-------- SOURCE MATERIAL --------
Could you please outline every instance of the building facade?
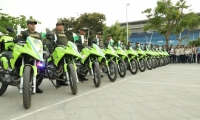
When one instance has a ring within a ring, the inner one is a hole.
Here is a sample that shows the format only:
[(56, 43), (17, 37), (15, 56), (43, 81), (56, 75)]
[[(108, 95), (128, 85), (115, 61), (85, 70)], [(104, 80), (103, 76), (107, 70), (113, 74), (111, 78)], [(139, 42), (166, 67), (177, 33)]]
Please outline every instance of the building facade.
[[(197, 13), (200, 15), (200, 13)], [(158, 32), (144, 32), (143, 28), (144, 25), (147, 23), (148, 20), (139, 20), (139, 21), (132, 21), (128, 22), (129, 31), (131, 32), (131, 35), (129, 36), (129, 40), (133, 43), (139, 42), (141, 44), (144, 43), (151, 43), (156, 44), (159, 46), (165, 45), (165, 37)], [(120, 23), (121, 27), (126, 27), (126, 23)], [(180, 36), (184, 37), (187, 36), (187, 30), (184, 30)], [(189, 41), (196, 40), (200, 38), (200, 29), (191, 31), (189, 34), (189, 37), (184, 39), (182, 41), (182, 45), (187, 45)], [(176, 46), (178, 44), (178, 40), (176, 40), (175, 35), (170, 35), (169, 38), (169, 45)]]

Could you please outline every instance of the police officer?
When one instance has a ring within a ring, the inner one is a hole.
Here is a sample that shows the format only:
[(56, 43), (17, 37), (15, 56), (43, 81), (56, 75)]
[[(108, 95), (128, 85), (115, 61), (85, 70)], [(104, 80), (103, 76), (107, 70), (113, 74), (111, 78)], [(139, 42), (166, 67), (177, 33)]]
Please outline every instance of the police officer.
[[(35, 31), (36, 25), (37, 25), (37, 21), (36, 20), (33, 20), (33, 19), (27, 20), (27, 28), (28, 29), (25, 30), (25, 31), (22, 31), (21, 34), (19, 35), (18, 39), (20, 41), (26, 41), (26, 38), (28, 36), (31, 36), (33, 38), (42, 40), (42, 37), (41, 37), (40, 33)], [(19, 66), (17, 66), (17, 67), (19, 67)], [(43, 93), (43, 91), (41, 89), (39, 89), (38, 86), (39, 85), (36, 84), (36, 93)]]
[[(85, 39), (85, 35), (86, 35), (86, 32), (88, 31), (89, 29), (86, 28), (86, 27), (82, 27), (81, 29), (79, 29), (79, 40), (75, 41), (75, 44), (77, 45), (78, 47), (78, 50), (81, 51), (84, 46), (87, 46), (87, 40)], [(82, 40), (83, 39), (83, 40)], [(84, 43), (82, 43), (82, 41)], [(80, 74), (80, 73), (77, 73), (78, 74), (78, 78), (80, 81), (87, 81), (88, 79), (85, 78), (84, 75)]]
[[(81, 29), (79, 29), (79, 35), (78, 35), (79, 39), (75, 41), (75, 44), (77, 45), (79, 51), (81, 51), (84, 48), (84, 46), (87, 46), (87, 40), (85, 38), (87, 30), (89, 30), (89, 28), (86, 28), (86, 27), (82, 27)], [(83, 36), (83, 38), (81, 38), (81, 36)]]
[[(56, 45), (67, 45), (67, 36), (64, 34), (64, 23), (61, 21), (58, 21), (56, 23), (56, 28), (52, 31), (53, 34), (53, 38), (50, 40), (49, 39), (49, 43), (47, 44), (48, 49), (49, 49), (49, 53), (52, 54), (54, 48), (56, 47)], [(57, 39), (56, 41), (54, 41), (55, 39)]]
[(100, 45), (103, 42), (102, 40), (102, 33), (97, 32), (96, 37), (92, 40), (92, 43), (97, 44), (98, 46), (102, 47), (103, 45)]
[(136, 42), (135, 43), (135, 50), (138, 50), (138, 48), (139, 48), (139, 42)]
[[(52, 54), (54, 51), (54, 48), (57, 45), (65, 45), (67, 46), (67, 36), (64, 34), (64, 23), (62, 21), (58, 21), (56, 23), (56, 28), (52, 31), (53, 37), (52, 39), (49, 39), (49, 43), (47, 44), (47, 47), (49, 49), (49, 53)], [(56, 40), (56, 41), (54, 41)], [(55, 73), (56, 74), (56, 73)], [(67, 86), (63, 81), (56, 80), (57, 87)]]
[(105, 42), (105, 44), (113, 46), (114, 40), (112, 39), (112, 35), (111, 34), (107, 35), (107, 41)]

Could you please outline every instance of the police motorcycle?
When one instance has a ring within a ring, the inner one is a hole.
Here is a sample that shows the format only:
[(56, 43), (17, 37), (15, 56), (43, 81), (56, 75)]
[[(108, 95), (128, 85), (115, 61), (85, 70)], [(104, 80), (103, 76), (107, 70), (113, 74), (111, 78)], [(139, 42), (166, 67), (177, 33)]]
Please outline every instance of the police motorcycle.
[(145, 51), (143, 51), (140, 47), (140, 44), (138, 46), (138, 49), (136, 50), (138, 57), (137, 57), (137, 61), (138, 61), (138, 68), (141, 72), (144, 72), (146, 70), (146, 53)]
[(128, 57), (124, 58), (126, 62), (127, 70), (129, 70), (132, 74), (136, 74), (138, 72), (138, 54), (132, 48), (132, 42), (126, 46), (124, 50)]
[[(52, 32), (47, 32), (46, 38), (53, 40), (52, 36), (54, 36), (57, 41), (57, 37)], [(42, 81), (44, 78), (48, 78), (51, 80), (52, 84), (57, 88), (54, 84), (53, 80), (65, 82), (70, 85), (71, 91), (73, 95), (76, 95), (78, 92), (77, 88), (77, 73), (76, 73), (76, 59), (81, 59), (82, 56), (77, 50), (77, 46), (68, 41), (67, 45), (55, 45), (54, 51), (51, 55), (49, 55), (48, 51), (44, 52), (45, 62), (39, 62), (40, 66), (39, 74), (37, 75), (38, 81)]]
[[(15, 33), (13, 28), (7, 28)], [(20, 34), (18, 30), (17, 36)], [(16, 86), (22, 93), (23, 106), (31, 107), (31, 95), (36, 93), (36, 75), (39, 61), (43, 59), (43, 43), (33, 37), (26, 41), (3, 36), (0, 39), (0, 96), (5, 93), (8, 85)]]
[[(96, 41), (92, 41), (93, 44), (97, 44)], [(117, 56), (116, 52), (112, 52), (113, 48), (108, 46), (106, 43), (103, 44), (103, 40), (99, 41), (100, 51), (105, 57), (98, 57), (99, 67), (104, 72), (107, 73), (108, 78), (111, 82), (117, 79), (117, 64), (113, 60), (113, 57)]]
[(92, 76), (95, 87), (99, 87), (101, 85), (101, 71), (98, 58), (105, 59), (105, 55), (98, 45), (92, 43), (91, 46), (88, 46), (89, 31), (90, 29), (88, 28), (86, 40), (84, 40), (84, 36), (81, 36), (81, 43), (76, 43), (78, 47), (84, 46), (80, 51), (83, 58), (76, 59), (77, 72), (82, 76)]
[(117, 55), (119, 56), (116, 63), (118, 66), (118, 73), (120, 77), (125, 77), (126, 76), (126, 62), (125, 59), (128, 57), (126, 52), (122, 49), (121, 41), (118, 41), (117, 46), (114, 47)]

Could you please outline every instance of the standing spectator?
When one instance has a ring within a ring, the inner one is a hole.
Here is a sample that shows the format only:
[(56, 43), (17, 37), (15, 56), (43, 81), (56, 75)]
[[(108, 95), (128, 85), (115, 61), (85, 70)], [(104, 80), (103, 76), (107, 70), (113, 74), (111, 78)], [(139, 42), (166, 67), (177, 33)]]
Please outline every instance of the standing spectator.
--------
TASK TO CARRY OUT: Lay out the lines from the start of the rows through the line containing "38), (169, 45)]]", inclusive, as a Markdown table with columns headed Line and Text. Number each line, and omit the pictures and any blank lines.

IN RESPONSE:
| Line | Text |
|---|---|
| 1 | Could you please outline every instance of the building facade? |
| 2 | When one instance has a ring within a ring, the inner one is a hole. |
| 3 | Here is a sample that shows the format only: |
| 4 | [(56, 43), (17, 37), (15, 56), (43, 81), (56, 75)] |
| 5 | [[(108, 95), (128, 85), (115, 61), (85, 70)], [(104, 80), (103, 76), (107, 70), (113, 74), (111, 78)], [(139, 42), (166, 67), (177, 33)]] |
| 6 | Please outline every instance of the building facade. |
| 7 | [[(197, 13), (200, 15), (200, 13)], [(158, 32), (144, 32), (143, 28), (144, 25), (147, 23), (148, 20), (139, 20), (139, 21), (132, 21), (128, 22), (129, 31), (131, 32), (131, 35), (129, 36), (129, 40), (133, 43), (139, 42), (141, 44), (144, 43), (151, 43), (156, 44), (159, 46), (165, 45), (165, 37)], [(120, 23), (121, 27), (126, 27), (126, 23)], [(180, 36), (184, 37), (187, 36), (187, 30), (184, 30)], [(189, 41), (196, 40), (200, 38), (200, 29), (191, 31), (189, 34), (189, 37), (184, 39), (182, 41), (182, 45), (187, 45)], [(176, 46), (178, 44), (178, 40), (176, 40), (175, 35), (170, 35), (169, 38), (169, 45)]] |